◆ To do ◆
Reproduce the records below without any change, beginning at the line that contains "eye, each point like" and continuing through the end of the records.

* Start Material provided *

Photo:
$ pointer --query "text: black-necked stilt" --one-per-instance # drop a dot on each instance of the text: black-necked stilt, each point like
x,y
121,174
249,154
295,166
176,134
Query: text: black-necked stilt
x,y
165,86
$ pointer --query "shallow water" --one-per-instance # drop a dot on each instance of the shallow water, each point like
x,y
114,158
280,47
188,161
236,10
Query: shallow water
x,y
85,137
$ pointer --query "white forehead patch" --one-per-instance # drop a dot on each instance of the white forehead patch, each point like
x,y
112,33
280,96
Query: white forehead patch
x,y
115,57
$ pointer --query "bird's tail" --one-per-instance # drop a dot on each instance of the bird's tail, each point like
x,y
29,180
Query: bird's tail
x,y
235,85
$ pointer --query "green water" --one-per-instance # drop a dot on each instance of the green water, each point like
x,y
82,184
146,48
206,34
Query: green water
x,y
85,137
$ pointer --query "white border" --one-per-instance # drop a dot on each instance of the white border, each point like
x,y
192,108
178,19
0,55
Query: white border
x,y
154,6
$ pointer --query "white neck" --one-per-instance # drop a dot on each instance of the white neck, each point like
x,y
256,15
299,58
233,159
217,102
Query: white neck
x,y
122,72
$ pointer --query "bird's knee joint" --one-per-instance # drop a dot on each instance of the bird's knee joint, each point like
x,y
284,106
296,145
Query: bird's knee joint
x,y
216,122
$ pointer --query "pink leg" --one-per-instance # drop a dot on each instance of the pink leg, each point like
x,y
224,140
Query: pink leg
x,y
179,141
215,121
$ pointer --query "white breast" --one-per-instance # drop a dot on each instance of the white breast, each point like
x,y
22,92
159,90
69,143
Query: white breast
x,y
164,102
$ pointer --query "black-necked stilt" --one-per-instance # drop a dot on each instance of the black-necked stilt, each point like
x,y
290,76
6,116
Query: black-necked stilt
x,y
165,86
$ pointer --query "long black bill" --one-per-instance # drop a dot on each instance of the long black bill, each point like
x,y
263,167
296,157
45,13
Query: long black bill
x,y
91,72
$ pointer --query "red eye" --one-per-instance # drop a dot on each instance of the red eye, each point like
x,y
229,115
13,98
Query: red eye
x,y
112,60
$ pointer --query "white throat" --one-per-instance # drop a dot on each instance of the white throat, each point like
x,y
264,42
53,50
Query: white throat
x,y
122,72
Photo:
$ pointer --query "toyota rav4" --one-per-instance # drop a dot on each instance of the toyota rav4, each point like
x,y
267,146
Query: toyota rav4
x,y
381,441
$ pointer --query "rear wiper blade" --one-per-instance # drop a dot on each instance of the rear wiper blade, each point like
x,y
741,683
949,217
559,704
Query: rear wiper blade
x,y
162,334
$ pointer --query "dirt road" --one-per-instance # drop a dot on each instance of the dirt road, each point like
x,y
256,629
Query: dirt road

* End Material provided *

◆ Exercise output ◆
$ pointer --query "red eye" --one-per-instance # drop a dot on each instance of the red eye, each point like
x,y
229,115
13,98
Query: red eye
x,y
112,60
$ pointer --query "white throat" --one-per-instance # drop a dot on each instance of the white throat, each point like
x,y
264,42
53,50
Query: white throat
x,y
122,72
Photo:
$ pointer --query "toyota rav4" --one-per-instance # drop a dot on each instance of the toyota rav4, each point like
x,y
267,146
Query: toyota rav4
x,y
381,441
$ pointer --query "rear wiper blade" --one-per-instance # drop a dot on each instance of the rear wiper blade, each point like
x,y
741,683
949,217
559,704
Query: rear wiper blade
x,y
162,334
$ pointer --query "dirt road" --one-per-instance # drop a dot on each instance of the dirt road, each point like
x,y
256,629
Query: dirt road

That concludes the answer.